### Exercise instructions
Put everything from the line containing "Mark one point on every instance of the fluorescent" down to the line containing "x=541 y=308" into a two-column CSV with the headers instruction and coordinates. Each row holds a line's wording and its answer, each in one quoted field with line breaks turned into spaces.
* Begin *
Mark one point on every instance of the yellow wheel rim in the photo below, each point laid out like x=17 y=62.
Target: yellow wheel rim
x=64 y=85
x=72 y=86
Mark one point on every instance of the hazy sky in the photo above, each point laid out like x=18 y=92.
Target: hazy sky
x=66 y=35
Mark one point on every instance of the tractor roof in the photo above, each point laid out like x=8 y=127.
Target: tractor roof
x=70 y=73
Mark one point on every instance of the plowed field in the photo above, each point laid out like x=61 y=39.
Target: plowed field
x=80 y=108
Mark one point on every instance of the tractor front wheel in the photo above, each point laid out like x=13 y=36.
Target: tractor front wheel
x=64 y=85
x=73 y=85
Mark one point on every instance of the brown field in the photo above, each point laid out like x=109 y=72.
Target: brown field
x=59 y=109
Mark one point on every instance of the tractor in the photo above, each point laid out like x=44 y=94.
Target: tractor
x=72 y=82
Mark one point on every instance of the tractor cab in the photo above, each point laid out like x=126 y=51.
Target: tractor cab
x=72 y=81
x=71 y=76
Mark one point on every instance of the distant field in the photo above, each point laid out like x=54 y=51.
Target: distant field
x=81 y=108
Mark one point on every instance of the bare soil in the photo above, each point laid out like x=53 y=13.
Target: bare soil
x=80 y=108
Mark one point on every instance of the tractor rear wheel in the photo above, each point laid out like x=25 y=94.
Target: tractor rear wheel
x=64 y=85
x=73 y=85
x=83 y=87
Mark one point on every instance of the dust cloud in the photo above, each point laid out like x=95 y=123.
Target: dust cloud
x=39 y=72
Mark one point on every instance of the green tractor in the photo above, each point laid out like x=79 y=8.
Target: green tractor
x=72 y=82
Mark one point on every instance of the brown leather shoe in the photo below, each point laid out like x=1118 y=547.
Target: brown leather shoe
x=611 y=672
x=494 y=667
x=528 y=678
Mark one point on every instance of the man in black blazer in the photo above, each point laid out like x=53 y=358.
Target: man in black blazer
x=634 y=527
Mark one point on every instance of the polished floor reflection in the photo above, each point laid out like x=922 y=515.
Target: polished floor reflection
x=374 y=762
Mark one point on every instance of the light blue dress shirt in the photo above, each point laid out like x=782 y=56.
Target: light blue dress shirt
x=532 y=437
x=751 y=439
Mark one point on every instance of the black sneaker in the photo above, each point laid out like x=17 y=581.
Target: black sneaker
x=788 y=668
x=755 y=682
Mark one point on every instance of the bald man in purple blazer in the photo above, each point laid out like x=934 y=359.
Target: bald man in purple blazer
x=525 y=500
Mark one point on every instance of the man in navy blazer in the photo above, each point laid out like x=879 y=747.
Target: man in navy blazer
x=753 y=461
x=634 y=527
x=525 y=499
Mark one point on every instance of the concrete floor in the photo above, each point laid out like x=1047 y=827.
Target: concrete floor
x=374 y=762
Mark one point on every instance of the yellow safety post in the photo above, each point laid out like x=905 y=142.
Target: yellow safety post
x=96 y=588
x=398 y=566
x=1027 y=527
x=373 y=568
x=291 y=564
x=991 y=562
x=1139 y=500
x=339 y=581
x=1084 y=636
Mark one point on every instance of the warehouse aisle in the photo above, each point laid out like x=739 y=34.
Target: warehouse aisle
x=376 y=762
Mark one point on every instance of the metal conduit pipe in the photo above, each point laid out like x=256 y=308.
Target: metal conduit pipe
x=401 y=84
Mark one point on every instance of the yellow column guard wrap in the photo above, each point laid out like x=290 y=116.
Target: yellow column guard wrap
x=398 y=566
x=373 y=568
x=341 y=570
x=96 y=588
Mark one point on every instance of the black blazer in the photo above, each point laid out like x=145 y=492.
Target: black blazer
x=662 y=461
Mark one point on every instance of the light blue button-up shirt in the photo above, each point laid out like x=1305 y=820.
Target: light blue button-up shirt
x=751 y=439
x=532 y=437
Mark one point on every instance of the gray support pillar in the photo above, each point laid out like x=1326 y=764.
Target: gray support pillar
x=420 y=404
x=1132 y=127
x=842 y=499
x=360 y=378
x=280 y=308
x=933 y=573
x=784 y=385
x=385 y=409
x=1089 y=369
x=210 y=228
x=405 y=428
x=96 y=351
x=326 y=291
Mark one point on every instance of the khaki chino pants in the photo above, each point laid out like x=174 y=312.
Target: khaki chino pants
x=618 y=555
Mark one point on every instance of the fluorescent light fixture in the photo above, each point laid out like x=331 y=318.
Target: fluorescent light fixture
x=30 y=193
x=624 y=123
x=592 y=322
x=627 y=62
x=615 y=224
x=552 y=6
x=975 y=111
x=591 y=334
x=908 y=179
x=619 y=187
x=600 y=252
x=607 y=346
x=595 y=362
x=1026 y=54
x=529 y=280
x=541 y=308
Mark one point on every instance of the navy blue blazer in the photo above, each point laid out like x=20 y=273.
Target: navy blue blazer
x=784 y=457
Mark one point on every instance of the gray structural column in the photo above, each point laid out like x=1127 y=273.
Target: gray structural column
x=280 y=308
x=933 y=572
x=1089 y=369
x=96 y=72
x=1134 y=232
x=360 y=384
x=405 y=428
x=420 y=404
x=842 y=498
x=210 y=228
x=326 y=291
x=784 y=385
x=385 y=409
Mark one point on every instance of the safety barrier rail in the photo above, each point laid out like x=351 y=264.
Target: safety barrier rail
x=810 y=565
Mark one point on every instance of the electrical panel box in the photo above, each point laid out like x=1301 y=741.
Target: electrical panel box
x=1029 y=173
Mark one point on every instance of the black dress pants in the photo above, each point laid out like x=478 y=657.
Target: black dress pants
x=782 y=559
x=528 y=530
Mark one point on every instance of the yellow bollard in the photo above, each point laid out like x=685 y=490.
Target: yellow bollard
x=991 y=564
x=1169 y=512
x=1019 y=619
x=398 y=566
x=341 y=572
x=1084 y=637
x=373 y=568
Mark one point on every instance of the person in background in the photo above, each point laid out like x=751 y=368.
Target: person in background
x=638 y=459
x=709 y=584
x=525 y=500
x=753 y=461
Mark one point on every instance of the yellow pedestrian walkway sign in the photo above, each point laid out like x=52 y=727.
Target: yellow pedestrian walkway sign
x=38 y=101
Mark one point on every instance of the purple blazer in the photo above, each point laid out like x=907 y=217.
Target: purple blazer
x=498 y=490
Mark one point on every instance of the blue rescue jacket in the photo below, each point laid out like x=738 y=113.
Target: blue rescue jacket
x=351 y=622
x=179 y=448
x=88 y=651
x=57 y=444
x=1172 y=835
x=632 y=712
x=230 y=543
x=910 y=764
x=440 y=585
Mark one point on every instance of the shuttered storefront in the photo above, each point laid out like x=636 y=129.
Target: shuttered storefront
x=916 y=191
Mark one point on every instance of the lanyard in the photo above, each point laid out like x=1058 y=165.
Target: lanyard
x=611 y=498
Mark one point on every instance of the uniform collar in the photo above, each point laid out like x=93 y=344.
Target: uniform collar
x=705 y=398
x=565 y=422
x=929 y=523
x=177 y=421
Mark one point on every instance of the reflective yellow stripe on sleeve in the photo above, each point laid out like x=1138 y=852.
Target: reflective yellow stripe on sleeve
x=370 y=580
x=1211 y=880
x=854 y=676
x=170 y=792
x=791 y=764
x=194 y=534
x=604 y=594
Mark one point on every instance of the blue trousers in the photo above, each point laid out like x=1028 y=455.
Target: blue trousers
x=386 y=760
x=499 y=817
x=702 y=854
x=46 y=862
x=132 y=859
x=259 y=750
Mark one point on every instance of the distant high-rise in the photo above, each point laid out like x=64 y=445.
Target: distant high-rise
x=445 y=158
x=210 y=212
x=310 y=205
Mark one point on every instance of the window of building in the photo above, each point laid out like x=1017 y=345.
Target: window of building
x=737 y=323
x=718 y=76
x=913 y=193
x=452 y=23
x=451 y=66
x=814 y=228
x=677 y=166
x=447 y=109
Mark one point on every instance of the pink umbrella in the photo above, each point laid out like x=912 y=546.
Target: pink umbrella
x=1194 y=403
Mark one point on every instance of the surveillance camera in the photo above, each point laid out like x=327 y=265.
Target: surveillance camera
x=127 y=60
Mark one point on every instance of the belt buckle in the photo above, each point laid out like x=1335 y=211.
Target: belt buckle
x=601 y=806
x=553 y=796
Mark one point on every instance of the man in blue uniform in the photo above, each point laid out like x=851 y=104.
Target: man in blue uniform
* End *
### Result of this task
instruction,coordinates
"Mark one point on every instance of the fluorescent light fixture in the photo above, each point laid out like x=331 y=318. Target: fluorescent light fixture","x=30 y=193 x=624 y=123 x=592 y=322 x=627 y=62 x=615 y=224 x=552 y=6 x=975 y=111 x=591 y=334 x=908 y=179 x=619 y=187 x=600 y=252 x=607 y=346 x=595 y=362 x=1026 y=54 x=529 y=280 x=541 y=308"